TASK:
Extract the lines starting at the one containing "Task: If you could tag each instance of the white parachute" and ending at the one containing "<point>643,157</point>", both included, and reproduce them without any change.
BEGIN
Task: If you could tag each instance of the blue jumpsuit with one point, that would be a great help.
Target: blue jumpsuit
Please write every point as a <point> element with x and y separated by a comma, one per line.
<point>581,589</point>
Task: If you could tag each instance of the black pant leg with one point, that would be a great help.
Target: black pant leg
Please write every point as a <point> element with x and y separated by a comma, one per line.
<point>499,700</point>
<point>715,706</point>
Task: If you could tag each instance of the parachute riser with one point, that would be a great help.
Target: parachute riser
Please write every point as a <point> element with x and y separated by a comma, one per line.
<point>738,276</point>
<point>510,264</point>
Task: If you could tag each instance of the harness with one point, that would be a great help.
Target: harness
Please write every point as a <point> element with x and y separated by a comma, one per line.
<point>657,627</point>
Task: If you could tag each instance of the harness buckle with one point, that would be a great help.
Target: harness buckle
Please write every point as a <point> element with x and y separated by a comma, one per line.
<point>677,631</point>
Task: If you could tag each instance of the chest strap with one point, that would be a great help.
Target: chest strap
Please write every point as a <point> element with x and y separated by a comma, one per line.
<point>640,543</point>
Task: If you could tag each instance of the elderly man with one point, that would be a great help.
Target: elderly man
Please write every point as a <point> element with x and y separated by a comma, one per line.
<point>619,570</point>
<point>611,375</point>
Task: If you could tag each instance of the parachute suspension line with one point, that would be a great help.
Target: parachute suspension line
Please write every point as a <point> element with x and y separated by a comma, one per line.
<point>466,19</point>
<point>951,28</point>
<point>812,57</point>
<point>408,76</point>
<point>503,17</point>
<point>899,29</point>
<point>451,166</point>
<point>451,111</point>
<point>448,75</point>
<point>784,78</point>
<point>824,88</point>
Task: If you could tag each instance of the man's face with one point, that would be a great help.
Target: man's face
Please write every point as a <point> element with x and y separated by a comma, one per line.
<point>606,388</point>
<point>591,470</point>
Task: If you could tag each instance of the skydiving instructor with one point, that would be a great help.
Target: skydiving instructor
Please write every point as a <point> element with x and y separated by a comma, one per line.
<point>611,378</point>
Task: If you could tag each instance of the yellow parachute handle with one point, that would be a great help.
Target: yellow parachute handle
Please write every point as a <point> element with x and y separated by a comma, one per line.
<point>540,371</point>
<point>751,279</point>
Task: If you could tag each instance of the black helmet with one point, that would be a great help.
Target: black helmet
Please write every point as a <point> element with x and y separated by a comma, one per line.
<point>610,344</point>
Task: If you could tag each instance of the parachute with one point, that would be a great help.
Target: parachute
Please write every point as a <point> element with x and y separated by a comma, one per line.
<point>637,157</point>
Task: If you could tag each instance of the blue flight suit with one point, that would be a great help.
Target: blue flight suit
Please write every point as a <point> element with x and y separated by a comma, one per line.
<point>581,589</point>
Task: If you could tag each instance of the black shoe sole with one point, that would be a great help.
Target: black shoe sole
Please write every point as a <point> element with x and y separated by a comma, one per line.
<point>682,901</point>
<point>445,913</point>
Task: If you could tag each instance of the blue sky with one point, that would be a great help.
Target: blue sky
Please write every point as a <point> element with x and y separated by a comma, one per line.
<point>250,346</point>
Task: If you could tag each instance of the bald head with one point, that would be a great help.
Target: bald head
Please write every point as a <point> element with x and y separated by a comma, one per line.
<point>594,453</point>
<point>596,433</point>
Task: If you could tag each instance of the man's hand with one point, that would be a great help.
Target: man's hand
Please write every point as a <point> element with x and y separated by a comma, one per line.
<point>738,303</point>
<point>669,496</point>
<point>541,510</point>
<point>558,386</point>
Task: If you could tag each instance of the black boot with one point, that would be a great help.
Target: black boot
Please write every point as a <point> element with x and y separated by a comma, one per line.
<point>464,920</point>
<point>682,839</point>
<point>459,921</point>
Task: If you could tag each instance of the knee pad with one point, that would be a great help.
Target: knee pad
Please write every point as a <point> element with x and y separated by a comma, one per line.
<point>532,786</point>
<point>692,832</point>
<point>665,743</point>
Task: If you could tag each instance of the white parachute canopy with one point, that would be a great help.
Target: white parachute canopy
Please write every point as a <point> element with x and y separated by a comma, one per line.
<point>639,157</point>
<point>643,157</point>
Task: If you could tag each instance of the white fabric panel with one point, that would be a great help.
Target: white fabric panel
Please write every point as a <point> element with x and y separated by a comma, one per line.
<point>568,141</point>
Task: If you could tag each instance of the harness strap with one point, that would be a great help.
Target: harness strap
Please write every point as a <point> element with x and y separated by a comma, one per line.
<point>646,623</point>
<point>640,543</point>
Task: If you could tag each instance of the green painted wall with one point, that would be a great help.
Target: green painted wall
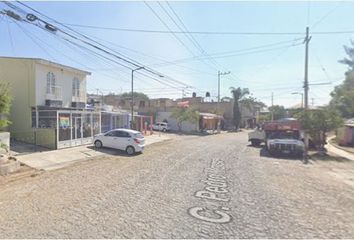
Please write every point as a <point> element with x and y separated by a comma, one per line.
<point>19,73</point>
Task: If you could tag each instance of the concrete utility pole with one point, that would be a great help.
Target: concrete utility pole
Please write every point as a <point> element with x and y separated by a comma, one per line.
<point>306,91</point>
<point>272,113</point>
<point>218,108</point>
<point>132,96</point>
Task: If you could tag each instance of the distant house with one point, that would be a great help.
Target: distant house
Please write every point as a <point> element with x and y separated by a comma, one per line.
<point>49,103</point>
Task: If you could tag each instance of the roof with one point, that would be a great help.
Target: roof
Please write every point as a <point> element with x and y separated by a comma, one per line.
<point>210,116</point>
<point>47,62</point>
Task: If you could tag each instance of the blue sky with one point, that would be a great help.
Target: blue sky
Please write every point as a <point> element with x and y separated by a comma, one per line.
<point>280,69</point>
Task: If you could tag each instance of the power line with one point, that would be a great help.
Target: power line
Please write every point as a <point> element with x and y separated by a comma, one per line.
<point>326,15</point>
<point>206,32</point>
<point>127,60</point>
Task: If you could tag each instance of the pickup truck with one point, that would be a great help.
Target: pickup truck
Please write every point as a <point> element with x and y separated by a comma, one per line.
<point>283,136</point>
<point>161,126</point>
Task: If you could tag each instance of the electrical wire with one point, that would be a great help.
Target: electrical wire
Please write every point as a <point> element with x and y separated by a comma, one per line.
<point>129,61</point>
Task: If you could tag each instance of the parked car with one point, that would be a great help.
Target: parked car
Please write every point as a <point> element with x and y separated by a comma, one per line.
<point>128,140</point>
<point>161,126</point>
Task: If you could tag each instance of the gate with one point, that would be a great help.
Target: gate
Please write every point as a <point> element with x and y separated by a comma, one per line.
<point>76,128</point>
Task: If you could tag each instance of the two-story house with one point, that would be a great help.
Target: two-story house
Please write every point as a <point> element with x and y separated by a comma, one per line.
<point>49,103</point>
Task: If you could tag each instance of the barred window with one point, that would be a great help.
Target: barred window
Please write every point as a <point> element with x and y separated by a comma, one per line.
<point>50,83</point>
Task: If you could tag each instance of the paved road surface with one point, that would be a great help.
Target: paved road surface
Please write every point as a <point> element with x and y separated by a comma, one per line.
<point>190,187</point>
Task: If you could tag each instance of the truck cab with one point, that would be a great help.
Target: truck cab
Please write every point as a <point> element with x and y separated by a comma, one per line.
<point>284,142</point>
<point>284,136</point>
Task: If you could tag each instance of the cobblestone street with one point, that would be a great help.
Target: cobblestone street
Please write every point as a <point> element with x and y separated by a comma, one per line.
<point>189,187</point>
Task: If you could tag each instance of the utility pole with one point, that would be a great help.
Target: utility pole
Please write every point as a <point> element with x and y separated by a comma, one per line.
<point>306,91</point>
<point>132,96</point>
<point>218,108</point>
<point>272,107</point>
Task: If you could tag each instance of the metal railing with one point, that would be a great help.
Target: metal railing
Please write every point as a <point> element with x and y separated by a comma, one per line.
<point>55,93</point>
<point>80,98</point>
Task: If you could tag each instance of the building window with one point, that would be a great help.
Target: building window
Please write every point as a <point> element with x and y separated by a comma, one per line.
<point>142,104</point>
<point>76,87</point>
<point>50,83</point>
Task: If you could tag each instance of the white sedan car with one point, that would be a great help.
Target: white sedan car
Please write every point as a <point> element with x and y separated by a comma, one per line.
<point>128,140</point>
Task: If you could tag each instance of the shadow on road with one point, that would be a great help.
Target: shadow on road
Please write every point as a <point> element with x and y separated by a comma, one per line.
<point>264,153</point>
<point>326,157</point>
<point>111,151</point>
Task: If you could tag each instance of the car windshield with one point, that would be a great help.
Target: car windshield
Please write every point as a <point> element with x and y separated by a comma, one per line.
<point>138,135</point>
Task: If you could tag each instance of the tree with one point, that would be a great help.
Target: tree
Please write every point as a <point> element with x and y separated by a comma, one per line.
<point>5,104</point>
<point>185,115</point>
<point>343,94</point>
<point>319,122</point>
<point>252,103</point>
<point>237,94</point>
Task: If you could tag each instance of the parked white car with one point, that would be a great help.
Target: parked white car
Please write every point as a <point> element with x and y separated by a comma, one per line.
<point>128,140</point>
<point>161,126</point>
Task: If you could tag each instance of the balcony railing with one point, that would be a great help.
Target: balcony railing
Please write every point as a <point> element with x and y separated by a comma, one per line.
<point>55,93</point>
<point>80,98</point>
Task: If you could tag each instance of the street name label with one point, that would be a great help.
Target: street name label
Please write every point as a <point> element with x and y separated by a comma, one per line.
<point>215,192</point>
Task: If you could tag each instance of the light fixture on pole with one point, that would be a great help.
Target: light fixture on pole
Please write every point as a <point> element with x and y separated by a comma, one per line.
<point>302,98</point>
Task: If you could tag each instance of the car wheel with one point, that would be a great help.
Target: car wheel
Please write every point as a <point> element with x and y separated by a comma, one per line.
<point>130,150</point>
<point>98,144</point>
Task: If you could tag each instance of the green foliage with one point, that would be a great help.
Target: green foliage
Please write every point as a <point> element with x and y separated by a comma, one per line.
<point>252,103</point>
<point>278,112</point>
<point>237,95</point>
<point>5,104</point>
<point>185,115</point>
<point>319,122</point>
<point>264,118</point>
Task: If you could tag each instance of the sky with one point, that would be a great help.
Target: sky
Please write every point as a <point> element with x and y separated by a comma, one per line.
<point>264,63</point>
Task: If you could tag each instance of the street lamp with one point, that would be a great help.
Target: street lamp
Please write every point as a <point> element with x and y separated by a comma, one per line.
<point>132,102</point>
<point>220,74</point>
<point>302,98</point>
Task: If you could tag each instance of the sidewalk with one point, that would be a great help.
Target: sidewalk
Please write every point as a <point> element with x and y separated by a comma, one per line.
<point>55,159</point>
<point>338,151</point>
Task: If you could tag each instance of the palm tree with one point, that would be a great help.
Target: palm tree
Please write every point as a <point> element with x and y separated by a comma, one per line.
<point>237,94</point>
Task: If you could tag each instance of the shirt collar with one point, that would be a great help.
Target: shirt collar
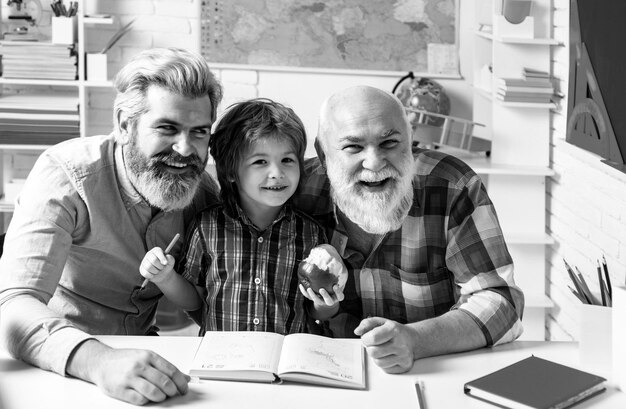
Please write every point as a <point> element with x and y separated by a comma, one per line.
<point>129,194</point>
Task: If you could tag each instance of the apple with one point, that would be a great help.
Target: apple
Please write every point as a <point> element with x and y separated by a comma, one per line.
<point>314,277</point>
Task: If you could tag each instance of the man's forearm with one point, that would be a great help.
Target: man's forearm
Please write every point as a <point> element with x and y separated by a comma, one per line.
<point>454,331</point>
<point>32,332</point>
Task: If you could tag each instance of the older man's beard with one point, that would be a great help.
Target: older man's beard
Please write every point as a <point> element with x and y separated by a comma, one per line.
<point>375,212</point>
<point>159,187</point>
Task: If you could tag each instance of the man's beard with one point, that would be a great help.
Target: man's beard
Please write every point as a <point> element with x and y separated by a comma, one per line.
<point>159,187</point>
<point>375,212</point>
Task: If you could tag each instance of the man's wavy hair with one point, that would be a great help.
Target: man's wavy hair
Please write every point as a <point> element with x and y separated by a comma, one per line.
<point>244,124</point>
<point>180,71</point>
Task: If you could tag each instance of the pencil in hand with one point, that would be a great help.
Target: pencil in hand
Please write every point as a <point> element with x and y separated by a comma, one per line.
<point>167,251</point>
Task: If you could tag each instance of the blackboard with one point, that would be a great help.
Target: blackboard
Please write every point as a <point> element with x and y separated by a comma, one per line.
<point>602,26</point>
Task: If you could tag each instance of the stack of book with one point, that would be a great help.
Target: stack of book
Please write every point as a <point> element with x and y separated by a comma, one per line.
<point>38,60</point>
<point>39,119</point>
<point>535,87</point>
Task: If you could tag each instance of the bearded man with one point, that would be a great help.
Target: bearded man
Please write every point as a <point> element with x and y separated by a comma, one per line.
<point>429,271</point>
<point>88,212</point>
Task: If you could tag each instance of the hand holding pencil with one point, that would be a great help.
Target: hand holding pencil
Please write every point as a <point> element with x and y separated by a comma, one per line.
<point>157,264</point>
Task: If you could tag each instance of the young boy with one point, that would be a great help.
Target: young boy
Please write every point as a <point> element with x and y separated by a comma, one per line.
<point>240,266</point>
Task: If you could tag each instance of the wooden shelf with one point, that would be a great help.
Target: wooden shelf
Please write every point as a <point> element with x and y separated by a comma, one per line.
<point>513,40</point>
<point>6,207</point>
<point>20,81</point>
<point>537,301</point>
<point>23,147</point>
<point>540,105</point>
<point>483,165</point>
<point>104,20</point>
<point>98,84</point>
<point>515,238</point>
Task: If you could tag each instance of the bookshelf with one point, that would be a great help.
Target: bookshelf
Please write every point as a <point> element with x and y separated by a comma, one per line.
<point>515,173</point>
<point>16,156</point>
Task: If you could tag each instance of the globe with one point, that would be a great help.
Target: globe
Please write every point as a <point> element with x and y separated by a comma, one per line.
<point>424,94</point>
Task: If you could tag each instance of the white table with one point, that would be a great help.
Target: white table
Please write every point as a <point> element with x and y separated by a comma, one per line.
<point>26,387</point>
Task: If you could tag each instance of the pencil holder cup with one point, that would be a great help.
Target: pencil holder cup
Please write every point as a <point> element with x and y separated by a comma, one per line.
<point>63,30</point>
<point>96,67</point>
<point>515,20</point>
<point>594,338</point>
<point>619,337</point>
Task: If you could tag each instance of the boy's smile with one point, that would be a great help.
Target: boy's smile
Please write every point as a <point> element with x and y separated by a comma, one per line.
<point>268,176</point>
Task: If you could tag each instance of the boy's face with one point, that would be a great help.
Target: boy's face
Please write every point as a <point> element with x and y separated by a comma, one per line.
<point>268,174</point>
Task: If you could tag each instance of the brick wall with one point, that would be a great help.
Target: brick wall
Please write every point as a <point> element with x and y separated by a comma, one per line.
<point>586,207</point>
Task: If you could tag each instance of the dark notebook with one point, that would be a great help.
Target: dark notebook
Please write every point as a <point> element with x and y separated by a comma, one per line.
<point>535,383</point>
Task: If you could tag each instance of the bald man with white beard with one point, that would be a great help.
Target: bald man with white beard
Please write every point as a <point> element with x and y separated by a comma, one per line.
<point>429,271</point>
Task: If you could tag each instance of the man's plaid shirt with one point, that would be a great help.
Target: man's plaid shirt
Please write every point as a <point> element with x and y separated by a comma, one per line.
<point>448,254</point>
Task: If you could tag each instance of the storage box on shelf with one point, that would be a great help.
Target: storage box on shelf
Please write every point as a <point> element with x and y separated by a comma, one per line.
<point>520,134</point>
<point>45,104</point>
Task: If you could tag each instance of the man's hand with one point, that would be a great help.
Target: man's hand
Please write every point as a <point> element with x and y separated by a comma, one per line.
<point>389,343</point>
<point>132,375</point>
<point>157,266</point>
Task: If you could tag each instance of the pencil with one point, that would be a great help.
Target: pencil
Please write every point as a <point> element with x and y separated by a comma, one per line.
<point>572,276</point>
<point>601,282</point>
<point>167,250</point>
<point>606,277</point>
<point>420,394</point>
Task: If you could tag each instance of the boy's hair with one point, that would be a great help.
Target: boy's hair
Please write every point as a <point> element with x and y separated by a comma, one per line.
<point>245,123</point>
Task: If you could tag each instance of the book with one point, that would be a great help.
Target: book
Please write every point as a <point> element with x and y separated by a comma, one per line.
<point>510,89</point>
<point>542,99</point>
<point>535,383</point>
<point>257,356</point>
<point>520,82</point>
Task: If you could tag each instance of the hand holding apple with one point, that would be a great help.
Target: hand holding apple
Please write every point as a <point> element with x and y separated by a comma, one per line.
<point>323,276</point>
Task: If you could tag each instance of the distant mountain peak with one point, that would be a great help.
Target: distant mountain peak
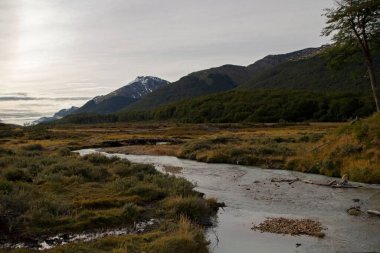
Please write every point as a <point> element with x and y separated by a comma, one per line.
<point>122,97</point>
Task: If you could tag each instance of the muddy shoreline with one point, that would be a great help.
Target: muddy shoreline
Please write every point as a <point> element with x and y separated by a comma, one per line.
<point>52,241</point>
<point>252,196</point>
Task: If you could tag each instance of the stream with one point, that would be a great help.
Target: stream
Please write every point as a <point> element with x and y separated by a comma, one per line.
<point>251,197</point>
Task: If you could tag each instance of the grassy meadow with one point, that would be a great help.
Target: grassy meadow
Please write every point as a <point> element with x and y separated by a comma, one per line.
<point>45,189</point>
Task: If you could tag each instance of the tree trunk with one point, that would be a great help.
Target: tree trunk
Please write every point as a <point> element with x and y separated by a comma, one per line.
<point>372,78</point>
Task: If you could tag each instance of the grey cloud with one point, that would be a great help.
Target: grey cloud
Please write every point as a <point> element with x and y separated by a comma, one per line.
<point>21,98</point>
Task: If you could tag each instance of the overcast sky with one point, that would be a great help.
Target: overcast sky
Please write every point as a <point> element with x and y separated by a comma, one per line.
<point>83,48</point>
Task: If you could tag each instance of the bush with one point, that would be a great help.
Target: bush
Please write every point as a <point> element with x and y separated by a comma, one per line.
<point>130,212</point>
<point>100,159</point>
<point>187,238</point>
<point>64,152</point>
<point>147,192</point>
<point>17,175</point>
<point>194,208</point>
<point>33,147</point>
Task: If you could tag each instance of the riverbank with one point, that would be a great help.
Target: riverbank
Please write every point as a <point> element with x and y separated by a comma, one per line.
<point>59,201</point>
<point>252,195</point>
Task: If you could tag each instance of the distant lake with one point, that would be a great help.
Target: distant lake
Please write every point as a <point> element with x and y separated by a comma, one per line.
<point>21,109</point>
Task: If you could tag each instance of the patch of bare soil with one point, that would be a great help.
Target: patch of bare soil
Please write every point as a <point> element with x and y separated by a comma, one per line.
<point>291,227</point>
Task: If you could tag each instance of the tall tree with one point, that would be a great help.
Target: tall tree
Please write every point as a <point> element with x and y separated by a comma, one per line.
<point>356,24</point>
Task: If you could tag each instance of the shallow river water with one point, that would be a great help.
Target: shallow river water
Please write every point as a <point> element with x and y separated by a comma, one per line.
<point>251,197</point>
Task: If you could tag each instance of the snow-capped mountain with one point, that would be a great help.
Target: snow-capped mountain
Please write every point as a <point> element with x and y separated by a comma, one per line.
<point>124,96</point>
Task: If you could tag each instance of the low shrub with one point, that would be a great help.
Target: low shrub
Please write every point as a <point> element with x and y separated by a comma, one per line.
<point>194,208</point>
<point>13,174</point>
<point>100,159</point>
<point>33,147</point>
<point>147,192</point>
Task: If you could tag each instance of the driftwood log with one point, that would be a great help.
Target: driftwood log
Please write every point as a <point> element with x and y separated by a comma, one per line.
<point>374,212</point>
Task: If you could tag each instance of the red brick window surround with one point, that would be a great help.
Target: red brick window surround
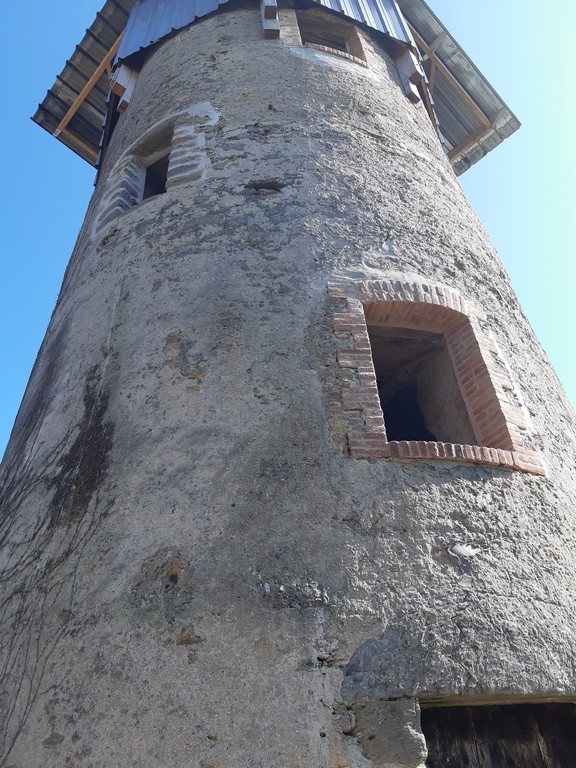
END
RESPONSE TO THE TASK:
Task: If you could tag each instance of the white parachute canopy with one point, that would be a great help.
Target: white parachute canopy
Please write every point as a <point> element with x and y separated by a comma, one per line.
<point>639,157</point>
<point>643,157</point>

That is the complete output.